Begin Source

Being asked to email the seller is a red flag, but so is being told to pay in gift cards. This is something Amazon customer service specifically says you shouldn't do. Stay on Amazon's site and only pay through their system.
Double Check Who You're Buying From
OK, so you know to be somewhat cautious of third-party sellers, but do you always know when you're buying from them? Amazon doesn't always make it clear who's selling an item at that great price you're seeing.
So you click "Add to Cart" and pay before you realise you didn't buy from Amazon. Most of the time it works out fine, but your online shopping complacency can get the best of you.
Even if you do take the extra second to see who you're buying from, though, you may not know what each seller description means. Here's a basic breakdown, courtesy of Chris Hoffman at How-To Geek:
- Ships from and sold by [seller]: This is a third-party seller that ships an item from them directly to you (like eBay). Amazon doesn't ever touch the item, they just get a cut. This is where scammers thrive.
- Sold by [seller] and Fulfilled by Amazon: Fulfilled by Amazon doesn't mean the product is being sold by Amazon. A third-party seller sends the product to Amazon's warehouse, then Amazon ships it to you (and probably doesn't check the contents or legitimacy of the item). These items will often be "Prime" eligible, but they're still third-party.
- Ships from and sold by Amazon.com: This is the real deal and almost certainly not a scam of any kind.

End Source
Begin Data records

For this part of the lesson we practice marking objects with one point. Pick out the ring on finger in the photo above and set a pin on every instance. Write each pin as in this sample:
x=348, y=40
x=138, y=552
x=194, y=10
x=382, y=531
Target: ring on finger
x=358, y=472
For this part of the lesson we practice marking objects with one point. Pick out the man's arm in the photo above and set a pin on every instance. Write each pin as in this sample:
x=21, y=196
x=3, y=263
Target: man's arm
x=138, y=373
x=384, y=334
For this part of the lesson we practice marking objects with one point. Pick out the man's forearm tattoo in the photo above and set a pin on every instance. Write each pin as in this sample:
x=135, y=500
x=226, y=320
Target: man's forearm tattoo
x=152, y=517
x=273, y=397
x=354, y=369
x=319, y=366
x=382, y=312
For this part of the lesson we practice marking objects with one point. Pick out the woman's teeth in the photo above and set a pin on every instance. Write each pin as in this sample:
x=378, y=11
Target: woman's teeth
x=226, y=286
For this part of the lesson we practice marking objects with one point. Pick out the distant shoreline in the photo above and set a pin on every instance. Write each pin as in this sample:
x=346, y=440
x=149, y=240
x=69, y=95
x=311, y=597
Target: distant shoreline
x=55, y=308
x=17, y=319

End Data records

- Exercise -
Could you extend the article on buying from Amazon sellers, starting right after its last sentence?

- Reply to the task -
Those first two are the ones you have to look out for and look into before you buy. Again, the "Prime" logo does not necessarily mean it's safe. If you want to avoid all the trouble, narrow your product search results to "sold by Amazon" only.
Make your search, then scroll down the left sidebar to the "Seller" section. Click the "See More" option and choose "Amazon.com."
Reach Out to Amazon Customer Service if It Happens to You
If you get duped, and you actually paid through Amazon's services, contact customer service and tell them what happened. You'll probably get your money back since it's part of Amazon's A-to-z Guarantee. They "guarantee purchases from third-party sellers when payment is made via the Amazon.com website or when you use Amazon Pay for qualified purchases on third-party websites."
Their guarantee also includes the condition of the item you bought and its timely delivery, and will cover up to $US2500 ($3150) of the purchase price, including shipping.